AYM kararı var AYM kararı varrr…
CHP Genel Başkanı Özgür Özel iktidarın CHP’li belediyelerin açacağı yeni kreşleri engelleme, eskilerini de kapatma girişiminde olduğunu duyurdu.
Haber doğru. Milli Eğitim Bakanlığı, Çevre Şehircilik ve İçişleri Bakanlığına “Kreş, eğitim Milli Eğitim Bakanlığının işidir, yenilerinin açılmasına izin vermeyin, eskilerini de kapatın” diye yazısı göndermiş.
Çevre Şehircilik Bakanı Murat Kurum da gerekli yerlere şu talimatı göndermiş: “Milli Eğitim Bakanlığı sahada yaptığı incelemelerde belediyelere bağlı kreş adı altında açılan yerler olduğunu tespit etmiş, yine bu yerlerde 5580 sayılı Özel Eğitim Kurumları Kanunu kapsamında faaliyet gösteren okul öncesi eğitim kurumlarının programında yer alan etkinliklerin ve bu program kapsamındaki eğitim faaliyetlerinin yapıldığını tespit etmiş. Anayasa Mahkemesi 24.1. 2007 tarihli ve 2005/95 Esas sayılı kararıyla Belediyelerin ‘okul öncesi eğitim kurumları açabilir’ bölümünü Anayasa’ya aykırı olduğu gerekçesiyle iptal edilmiştir. AYM’nin bu kararına rağmen bu yerlerin faaliyetlerini sürdürdüğü ve yeni yerlerin açıldığı görülmüştür. 5580 sayılı Kanuna aykırı faaliyetler engellenmesi, belediyelerin izinsiz eğitim öğretim faaliyetleri konusunda uyarılması…”

= = = =

▶ **Yapılacak iş**: Makaledeki şu cümleyi İngilizceye çevirin: “CHP Genel Başkanı Özgür Özel iktidarın CHP’li belediyelerin açacağı yeni kreşleri engelleme, eskilerini de kapatma girişiminde olduğunu duyurdu.” Aşağıdaki malzemenin makaleyle yapılacak işte hiçbir yeri yok.

▶ **Eldeki veriler**:
= = = =

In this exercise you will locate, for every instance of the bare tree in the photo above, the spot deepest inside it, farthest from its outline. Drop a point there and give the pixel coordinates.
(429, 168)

= = = =

▶ **Çözüm**: CHP Chairman Özgür Özel announced that the government is attempting to block the new daycare centers that CHP-run municipalities will open and to shut down the existing ones.